» Task data
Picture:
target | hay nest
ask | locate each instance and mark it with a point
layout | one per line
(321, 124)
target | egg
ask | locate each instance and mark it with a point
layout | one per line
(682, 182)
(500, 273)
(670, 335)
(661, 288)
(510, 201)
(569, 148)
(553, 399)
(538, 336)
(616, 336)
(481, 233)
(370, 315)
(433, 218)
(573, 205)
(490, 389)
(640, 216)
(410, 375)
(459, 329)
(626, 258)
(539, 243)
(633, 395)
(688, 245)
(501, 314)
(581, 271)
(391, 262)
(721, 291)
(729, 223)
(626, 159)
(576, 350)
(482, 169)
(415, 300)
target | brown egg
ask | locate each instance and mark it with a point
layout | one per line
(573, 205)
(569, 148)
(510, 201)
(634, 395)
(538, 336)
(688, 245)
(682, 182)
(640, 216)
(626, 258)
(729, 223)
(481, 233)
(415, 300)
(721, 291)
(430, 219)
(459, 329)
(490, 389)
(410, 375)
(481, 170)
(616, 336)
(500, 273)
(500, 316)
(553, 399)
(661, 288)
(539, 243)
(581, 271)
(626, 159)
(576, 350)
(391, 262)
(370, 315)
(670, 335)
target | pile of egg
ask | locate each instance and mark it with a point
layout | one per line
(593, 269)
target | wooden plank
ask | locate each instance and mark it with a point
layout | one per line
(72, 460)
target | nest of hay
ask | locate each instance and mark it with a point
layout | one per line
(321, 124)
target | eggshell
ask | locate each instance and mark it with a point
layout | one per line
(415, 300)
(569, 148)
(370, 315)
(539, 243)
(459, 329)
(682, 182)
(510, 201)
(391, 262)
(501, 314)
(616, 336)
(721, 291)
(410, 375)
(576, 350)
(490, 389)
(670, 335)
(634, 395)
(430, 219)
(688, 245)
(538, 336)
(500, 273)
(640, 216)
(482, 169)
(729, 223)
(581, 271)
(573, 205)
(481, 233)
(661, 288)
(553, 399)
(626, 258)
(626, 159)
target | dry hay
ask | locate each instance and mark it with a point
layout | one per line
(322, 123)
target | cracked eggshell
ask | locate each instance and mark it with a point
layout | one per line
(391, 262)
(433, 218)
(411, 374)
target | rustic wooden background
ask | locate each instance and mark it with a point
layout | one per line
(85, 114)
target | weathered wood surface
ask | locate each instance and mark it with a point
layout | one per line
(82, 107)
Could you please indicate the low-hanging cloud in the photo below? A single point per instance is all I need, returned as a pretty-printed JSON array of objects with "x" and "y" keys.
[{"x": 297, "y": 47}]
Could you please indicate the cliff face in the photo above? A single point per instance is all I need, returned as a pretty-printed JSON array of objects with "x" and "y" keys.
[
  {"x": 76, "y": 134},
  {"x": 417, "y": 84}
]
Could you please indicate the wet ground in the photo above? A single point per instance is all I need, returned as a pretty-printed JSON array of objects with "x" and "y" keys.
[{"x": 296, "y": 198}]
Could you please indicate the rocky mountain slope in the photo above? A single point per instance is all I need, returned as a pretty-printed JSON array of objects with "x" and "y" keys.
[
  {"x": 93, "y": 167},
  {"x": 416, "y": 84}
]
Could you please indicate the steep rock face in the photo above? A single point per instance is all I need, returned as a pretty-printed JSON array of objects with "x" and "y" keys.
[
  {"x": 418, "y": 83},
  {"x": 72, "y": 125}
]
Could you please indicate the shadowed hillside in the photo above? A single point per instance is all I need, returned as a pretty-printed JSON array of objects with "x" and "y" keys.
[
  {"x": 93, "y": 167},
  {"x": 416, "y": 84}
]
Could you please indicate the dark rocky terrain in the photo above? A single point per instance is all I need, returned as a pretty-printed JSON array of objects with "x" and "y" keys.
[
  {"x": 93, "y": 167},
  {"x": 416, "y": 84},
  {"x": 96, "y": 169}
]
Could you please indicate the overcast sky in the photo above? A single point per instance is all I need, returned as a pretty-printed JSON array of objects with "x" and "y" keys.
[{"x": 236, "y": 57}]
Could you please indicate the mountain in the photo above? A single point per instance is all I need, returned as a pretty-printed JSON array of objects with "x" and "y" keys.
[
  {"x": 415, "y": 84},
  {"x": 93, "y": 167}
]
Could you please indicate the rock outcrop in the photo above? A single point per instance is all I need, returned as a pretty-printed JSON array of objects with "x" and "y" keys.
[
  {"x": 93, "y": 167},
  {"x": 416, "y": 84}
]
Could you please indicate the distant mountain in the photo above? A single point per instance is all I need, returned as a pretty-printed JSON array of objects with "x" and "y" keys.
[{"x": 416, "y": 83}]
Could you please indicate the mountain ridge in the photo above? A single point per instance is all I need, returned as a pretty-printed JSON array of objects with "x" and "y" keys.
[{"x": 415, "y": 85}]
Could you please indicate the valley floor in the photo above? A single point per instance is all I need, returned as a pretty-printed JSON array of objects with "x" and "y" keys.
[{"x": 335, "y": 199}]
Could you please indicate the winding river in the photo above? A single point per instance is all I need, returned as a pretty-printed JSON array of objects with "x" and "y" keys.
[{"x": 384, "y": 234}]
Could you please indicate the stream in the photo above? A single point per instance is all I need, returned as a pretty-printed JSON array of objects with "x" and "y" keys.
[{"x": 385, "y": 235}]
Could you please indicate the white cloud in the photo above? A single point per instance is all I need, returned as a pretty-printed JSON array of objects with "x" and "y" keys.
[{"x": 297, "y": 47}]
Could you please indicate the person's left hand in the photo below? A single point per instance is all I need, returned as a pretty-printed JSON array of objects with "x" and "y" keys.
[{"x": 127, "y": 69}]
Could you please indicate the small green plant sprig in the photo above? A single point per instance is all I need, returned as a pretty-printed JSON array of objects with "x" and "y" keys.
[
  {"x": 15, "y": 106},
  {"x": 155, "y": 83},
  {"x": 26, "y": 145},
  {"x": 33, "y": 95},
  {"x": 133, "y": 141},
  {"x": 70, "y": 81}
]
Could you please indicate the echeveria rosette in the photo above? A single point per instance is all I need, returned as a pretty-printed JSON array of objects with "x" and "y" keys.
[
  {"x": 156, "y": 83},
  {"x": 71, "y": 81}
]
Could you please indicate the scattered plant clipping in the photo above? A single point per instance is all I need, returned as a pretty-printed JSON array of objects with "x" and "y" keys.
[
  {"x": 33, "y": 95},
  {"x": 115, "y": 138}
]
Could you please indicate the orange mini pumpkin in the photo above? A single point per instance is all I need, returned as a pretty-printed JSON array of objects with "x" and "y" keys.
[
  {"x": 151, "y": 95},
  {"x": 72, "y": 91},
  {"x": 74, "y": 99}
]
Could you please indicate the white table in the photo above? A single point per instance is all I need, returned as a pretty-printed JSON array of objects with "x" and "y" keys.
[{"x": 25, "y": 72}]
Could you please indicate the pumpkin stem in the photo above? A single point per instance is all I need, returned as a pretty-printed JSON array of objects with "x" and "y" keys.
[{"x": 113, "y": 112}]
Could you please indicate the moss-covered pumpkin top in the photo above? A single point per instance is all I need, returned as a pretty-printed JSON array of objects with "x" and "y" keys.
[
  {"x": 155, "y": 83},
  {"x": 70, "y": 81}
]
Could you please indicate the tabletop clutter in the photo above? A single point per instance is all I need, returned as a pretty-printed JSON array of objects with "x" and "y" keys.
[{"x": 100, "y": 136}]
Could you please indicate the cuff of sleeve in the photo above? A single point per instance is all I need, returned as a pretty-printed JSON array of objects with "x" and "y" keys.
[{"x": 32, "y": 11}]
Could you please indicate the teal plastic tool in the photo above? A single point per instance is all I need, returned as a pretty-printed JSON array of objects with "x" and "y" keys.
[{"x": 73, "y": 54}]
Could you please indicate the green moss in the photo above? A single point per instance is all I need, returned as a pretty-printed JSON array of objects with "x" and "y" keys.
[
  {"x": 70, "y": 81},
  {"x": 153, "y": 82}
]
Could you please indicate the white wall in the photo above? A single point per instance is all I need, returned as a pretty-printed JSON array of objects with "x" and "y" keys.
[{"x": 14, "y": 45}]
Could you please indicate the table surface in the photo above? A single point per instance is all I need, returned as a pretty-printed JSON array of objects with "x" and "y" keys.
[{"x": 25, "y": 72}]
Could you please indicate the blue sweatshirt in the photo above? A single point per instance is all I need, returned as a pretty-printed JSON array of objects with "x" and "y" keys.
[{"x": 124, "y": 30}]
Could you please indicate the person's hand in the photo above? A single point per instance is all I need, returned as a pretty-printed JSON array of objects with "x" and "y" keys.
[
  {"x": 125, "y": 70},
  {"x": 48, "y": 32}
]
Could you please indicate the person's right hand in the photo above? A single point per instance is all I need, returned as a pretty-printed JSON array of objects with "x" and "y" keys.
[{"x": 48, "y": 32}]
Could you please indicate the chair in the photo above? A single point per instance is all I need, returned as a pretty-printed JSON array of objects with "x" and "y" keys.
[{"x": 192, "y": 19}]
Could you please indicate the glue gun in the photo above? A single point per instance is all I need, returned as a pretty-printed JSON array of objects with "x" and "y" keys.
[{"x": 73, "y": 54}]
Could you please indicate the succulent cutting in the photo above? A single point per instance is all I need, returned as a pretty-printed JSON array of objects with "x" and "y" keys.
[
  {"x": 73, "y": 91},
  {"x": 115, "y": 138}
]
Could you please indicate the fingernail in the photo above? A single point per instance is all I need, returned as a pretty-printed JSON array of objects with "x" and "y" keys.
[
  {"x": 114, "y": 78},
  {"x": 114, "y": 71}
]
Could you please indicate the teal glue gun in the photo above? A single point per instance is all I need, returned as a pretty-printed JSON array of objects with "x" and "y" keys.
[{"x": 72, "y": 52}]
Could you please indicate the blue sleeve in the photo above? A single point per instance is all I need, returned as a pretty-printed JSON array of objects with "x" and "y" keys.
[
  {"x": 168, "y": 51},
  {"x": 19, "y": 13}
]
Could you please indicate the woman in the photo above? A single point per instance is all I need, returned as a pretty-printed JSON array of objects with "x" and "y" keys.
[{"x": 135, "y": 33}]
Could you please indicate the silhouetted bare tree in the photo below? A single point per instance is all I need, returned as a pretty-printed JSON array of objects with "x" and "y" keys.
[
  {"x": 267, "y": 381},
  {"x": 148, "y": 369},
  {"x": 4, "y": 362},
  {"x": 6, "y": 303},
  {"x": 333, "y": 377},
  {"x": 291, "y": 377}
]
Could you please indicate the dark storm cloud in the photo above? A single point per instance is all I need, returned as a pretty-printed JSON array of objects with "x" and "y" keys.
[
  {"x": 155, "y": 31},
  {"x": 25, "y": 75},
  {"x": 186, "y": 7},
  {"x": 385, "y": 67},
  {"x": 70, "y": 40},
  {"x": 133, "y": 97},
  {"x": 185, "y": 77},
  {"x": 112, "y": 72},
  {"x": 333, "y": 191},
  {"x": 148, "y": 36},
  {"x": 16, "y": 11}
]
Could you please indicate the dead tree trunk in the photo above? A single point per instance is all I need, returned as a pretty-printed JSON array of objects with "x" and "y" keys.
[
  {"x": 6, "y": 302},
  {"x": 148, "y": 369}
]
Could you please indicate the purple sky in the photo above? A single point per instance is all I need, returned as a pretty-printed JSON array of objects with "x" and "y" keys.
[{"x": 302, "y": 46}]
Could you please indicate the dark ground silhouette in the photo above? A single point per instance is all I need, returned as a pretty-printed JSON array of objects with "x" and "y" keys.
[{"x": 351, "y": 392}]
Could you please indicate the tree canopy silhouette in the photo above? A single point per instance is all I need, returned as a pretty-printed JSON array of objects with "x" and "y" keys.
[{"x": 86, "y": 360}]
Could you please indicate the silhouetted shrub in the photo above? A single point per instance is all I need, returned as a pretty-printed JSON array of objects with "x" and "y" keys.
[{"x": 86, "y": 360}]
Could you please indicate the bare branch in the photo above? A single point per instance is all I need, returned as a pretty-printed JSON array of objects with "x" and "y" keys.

» What is expected
Above are the records. Identify each line that contains the word "wooden".

» Completed task
target | wooden plank
target | rustic wooden background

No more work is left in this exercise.